> **Objective**:
Copy the lines below word for word, with no changes.

** START OF Data shown **

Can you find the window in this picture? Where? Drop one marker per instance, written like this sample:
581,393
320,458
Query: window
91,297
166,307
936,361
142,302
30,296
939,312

** END OF Data shown **

> **Written solution**:
Can you find the window in this picture? Where? Drop one marker per instance, written like this sample:
581,393
320,458
Query: window
91,297
166,307
936,361
142,302
30,296
939,312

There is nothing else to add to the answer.